Location annotation dataset excerpts:
# # # #
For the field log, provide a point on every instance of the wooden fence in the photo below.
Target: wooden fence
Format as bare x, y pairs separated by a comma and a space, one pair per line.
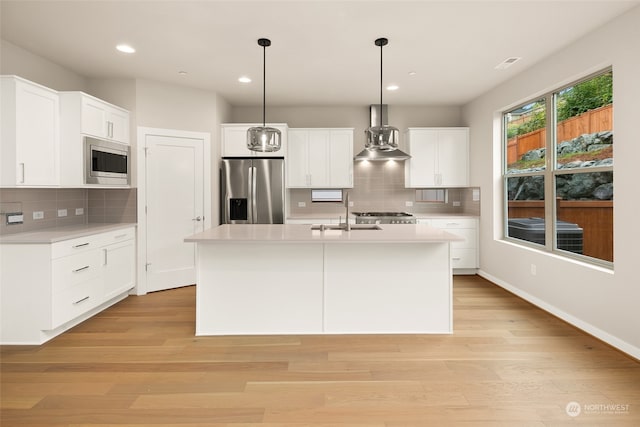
596, 120
595, 217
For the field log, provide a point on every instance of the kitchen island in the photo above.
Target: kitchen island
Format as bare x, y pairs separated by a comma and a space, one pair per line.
294, 279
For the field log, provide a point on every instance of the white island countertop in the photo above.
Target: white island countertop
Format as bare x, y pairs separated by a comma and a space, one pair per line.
303, 233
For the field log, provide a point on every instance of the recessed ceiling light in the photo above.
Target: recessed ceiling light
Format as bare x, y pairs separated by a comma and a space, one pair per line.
125, 48
507, 62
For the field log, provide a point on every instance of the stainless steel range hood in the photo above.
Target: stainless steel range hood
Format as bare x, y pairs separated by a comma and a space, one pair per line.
379, 117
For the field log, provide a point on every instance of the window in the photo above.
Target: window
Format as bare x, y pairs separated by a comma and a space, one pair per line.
558, 170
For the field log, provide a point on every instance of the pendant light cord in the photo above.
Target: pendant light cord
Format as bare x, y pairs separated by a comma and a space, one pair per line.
264, 86
381, 84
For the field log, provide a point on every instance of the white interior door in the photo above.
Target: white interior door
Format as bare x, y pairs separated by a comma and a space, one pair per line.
174, 185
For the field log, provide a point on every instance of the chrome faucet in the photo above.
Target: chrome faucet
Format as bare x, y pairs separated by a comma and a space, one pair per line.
347, 224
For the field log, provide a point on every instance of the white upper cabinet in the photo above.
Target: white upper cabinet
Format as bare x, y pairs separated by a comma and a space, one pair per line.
320, 158
97, 118
29, 136
234, 140
439, 157
84, 115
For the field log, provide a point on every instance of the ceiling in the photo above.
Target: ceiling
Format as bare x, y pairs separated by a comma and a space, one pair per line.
322, 52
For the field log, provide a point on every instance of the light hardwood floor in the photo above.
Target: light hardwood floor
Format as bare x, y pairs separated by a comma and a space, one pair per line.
139, 364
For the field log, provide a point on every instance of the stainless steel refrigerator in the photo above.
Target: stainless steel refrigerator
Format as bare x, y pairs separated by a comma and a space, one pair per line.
252, 191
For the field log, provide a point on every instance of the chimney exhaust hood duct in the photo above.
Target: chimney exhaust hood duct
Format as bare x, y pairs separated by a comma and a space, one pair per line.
378, 115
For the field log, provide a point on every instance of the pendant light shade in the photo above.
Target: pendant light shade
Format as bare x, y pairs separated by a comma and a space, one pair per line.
264, 138
382, 137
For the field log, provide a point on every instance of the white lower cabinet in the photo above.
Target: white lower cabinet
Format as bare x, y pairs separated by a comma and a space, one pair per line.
48, 288
464, 254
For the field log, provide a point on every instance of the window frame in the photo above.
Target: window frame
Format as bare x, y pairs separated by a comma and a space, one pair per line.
549, 175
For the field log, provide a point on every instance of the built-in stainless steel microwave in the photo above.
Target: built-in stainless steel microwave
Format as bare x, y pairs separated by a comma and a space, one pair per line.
105, 162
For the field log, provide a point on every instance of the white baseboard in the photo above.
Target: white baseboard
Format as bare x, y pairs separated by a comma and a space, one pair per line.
612, 340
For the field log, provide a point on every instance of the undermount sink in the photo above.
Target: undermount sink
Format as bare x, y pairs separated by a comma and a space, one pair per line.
342, 227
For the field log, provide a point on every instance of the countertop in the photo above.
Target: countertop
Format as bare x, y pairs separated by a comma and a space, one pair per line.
326, 217
59, 234
302, 233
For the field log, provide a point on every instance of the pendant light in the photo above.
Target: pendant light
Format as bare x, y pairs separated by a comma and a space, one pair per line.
382, 137
263, 138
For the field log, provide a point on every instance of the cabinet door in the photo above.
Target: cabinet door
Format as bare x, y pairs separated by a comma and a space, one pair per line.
36, 145
118, 125
341, 159
318, 158
118, 267
420, 169
297, 159
453, 157
94, 118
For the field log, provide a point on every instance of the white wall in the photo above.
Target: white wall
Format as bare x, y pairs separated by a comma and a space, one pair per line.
161, 105
17, 61
602, 302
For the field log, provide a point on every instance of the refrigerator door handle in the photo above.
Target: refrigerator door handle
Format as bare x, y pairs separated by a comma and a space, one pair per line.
254, 207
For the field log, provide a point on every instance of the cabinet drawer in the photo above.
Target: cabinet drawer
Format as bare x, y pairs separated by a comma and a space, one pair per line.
464, 258
71, 270
74, 301
116, 236
454, 222
73, 246
86, 243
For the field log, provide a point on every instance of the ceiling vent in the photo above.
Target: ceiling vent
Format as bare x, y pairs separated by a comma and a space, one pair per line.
507, 63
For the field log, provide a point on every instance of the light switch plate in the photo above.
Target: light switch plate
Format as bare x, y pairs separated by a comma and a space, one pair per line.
15, 218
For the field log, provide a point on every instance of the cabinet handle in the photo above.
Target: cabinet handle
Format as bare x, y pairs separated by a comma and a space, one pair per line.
80, 300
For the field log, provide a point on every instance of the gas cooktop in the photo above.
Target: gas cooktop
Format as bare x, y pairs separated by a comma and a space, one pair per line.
384, 218
394, 214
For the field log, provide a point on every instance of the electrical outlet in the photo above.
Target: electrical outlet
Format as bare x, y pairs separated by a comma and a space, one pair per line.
15, 218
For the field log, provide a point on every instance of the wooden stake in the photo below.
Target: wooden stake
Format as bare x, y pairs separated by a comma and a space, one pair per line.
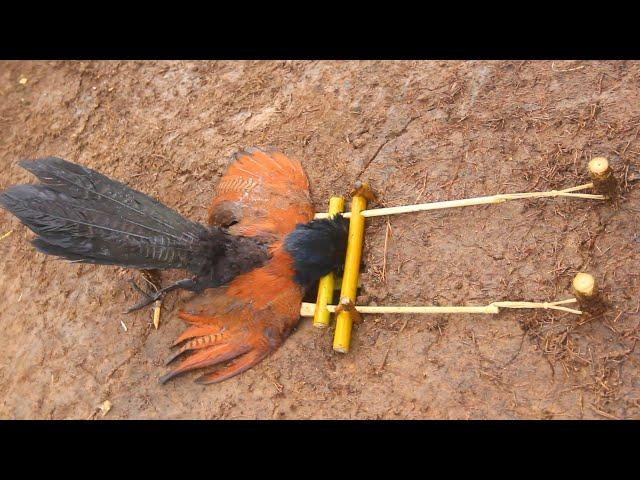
326, 285
604, 181
467, 202
585, 288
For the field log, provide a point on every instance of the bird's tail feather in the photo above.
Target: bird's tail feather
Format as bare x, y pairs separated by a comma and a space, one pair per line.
82, 215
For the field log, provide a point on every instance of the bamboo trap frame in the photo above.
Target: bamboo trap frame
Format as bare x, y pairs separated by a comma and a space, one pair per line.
467, 202
309, 309
584, 285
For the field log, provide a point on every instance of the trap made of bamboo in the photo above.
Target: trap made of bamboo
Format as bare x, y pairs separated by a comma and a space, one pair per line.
344, 320
467, 202
308, 309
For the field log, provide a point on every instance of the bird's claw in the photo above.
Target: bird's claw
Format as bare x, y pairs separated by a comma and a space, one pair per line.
148, 299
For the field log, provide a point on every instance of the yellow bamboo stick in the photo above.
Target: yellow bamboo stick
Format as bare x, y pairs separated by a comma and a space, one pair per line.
327, 283
344, 322
492, 199
307, 309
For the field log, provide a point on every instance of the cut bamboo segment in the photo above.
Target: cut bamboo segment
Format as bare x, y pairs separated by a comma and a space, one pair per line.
604, 181
326, 285
307, 309
467, 202
156, 313
344, 322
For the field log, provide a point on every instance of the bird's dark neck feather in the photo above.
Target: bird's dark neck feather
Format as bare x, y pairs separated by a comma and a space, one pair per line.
317, 248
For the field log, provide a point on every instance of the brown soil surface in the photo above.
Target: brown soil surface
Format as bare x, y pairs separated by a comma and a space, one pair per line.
418, 131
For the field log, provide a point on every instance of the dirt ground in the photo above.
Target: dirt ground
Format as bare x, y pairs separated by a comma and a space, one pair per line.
418, 131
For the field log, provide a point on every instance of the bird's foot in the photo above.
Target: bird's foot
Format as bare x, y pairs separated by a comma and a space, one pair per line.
191, 284
148, 297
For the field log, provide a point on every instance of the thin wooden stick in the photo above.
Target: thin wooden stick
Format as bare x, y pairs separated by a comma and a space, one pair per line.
492, 199
307, 309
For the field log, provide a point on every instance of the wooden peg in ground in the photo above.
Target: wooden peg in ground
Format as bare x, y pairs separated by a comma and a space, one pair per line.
604, 182
586, 291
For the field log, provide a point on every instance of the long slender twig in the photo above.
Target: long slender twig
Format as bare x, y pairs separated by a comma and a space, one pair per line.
492, 199
307, 309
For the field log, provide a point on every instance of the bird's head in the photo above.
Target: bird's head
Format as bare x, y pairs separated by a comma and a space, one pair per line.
317, 248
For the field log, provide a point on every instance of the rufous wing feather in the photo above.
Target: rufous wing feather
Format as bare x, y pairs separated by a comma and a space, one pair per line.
236, 326
263, 193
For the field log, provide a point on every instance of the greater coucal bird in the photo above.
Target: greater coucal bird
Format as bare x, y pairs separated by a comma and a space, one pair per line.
251, 264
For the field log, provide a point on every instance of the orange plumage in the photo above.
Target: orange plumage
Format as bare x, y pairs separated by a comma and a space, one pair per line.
251, 264
267, 195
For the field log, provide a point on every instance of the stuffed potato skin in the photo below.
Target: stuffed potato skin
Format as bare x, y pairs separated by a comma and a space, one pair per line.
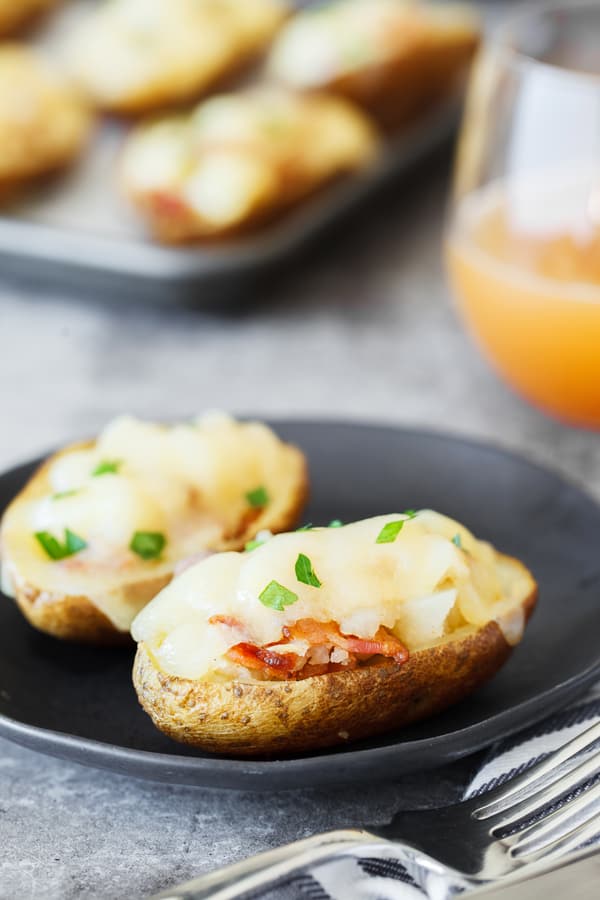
267, 718
44, 122
394, 59
133, 57
73, 616
240, 161
270, 718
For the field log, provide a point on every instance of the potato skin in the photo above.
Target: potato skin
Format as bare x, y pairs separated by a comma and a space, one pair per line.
273, 717
15, 15
76, 618
398, 92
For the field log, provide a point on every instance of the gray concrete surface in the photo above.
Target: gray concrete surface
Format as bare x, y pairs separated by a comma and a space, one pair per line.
363, 329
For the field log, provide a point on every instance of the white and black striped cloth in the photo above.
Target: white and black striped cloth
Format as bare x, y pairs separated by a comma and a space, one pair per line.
380, 879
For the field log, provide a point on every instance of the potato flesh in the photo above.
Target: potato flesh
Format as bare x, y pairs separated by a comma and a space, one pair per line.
318, 47
409, 585
242, 155
188, 482
144, 53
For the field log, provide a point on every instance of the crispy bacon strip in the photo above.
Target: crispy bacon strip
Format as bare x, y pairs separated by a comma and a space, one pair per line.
279, 664
384, 643
225, 620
# # # #
▶ _PROBLEM DESCRIPTION_
Give back exactly the lines beginning at the one with "flesh in the photo above." and ending at the final line of the material; both boundary lines belong in it.

▶ _ANSWER TO THIS EXERCISE_
For the field log, provide a point on every instance of the potato flesh in the photo above.
Target: potato flesh
Format as bare x, y pairs separated by a comma and a space, one pair per line.
318, 47
409, 585
242, 155
188, 482
144, 53
For the field log, provide a point on every instance of the crispy bacon strip in the photo above.
Target: crispy bacon strip
Format as bare x, y pairs separated by a comma and a space, one pair per line.
279, 664
384, 643
225, 620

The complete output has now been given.